INSTRUCTIONS FOR THE TASK | Go through the entries below and print, exactly, the lines starting at the one with "Annotate rocky mountain" and ending at the one with "Annotate snow patch", keeping both ends and no others.

EXCERPTED DATA |
-------

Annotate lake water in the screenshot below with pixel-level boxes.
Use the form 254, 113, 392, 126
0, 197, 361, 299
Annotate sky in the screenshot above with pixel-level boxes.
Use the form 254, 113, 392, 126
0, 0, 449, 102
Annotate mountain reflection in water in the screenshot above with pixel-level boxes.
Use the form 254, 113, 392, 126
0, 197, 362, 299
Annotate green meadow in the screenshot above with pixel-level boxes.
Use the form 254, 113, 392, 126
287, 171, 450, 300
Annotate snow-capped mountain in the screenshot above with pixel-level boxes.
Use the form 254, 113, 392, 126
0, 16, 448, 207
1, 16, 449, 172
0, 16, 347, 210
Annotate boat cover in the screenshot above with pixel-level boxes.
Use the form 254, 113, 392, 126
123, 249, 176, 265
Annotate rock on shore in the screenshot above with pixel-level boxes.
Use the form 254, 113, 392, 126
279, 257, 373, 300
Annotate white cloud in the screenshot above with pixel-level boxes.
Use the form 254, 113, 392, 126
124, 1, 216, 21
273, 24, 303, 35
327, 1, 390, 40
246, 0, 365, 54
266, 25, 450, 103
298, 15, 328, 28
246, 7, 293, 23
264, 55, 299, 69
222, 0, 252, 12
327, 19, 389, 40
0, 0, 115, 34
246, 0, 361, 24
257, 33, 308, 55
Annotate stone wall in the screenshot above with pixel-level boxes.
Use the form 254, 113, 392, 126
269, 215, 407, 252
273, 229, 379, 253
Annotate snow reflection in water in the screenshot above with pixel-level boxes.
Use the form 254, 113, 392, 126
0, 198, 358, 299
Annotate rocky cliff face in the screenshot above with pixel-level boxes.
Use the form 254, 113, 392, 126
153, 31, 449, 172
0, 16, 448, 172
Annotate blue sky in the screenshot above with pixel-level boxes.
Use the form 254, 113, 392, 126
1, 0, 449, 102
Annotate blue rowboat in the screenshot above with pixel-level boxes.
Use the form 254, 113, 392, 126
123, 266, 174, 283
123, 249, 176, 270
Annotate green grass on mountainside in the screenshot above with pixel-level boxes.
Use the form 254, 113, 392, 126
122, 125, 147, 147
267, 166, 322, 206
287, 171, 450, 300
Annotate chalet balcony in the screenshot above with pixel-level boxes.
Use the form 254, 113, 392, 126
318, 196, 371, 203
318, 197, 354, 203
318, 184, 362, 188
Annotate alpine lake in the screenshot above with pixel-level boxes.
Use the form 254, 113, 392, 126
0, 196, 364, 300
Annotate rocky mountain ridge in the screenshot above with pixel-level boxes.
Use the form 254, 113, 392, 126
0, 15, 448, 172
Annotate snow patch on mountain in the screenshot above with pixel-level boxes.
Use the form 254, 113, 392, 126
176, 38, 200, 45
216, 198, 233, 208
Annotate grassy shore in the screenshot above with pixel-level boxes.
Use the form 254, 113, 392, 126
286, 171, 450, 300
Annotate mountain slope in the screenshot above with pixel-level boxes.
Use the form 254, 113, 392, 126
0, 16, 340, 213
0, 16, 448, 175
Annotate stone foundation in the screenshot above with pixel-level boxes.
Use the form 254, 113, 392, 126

-------

OUTPUT FOR THIS TASK |
Annotate rocky mountain ridge in the screenshot above with pixel-level boxes.
Use the form 254, 113, 392, 126
0, 15, 448, 172
Annotate snow patch on mountain in the screenshot above with pixel-level boxes.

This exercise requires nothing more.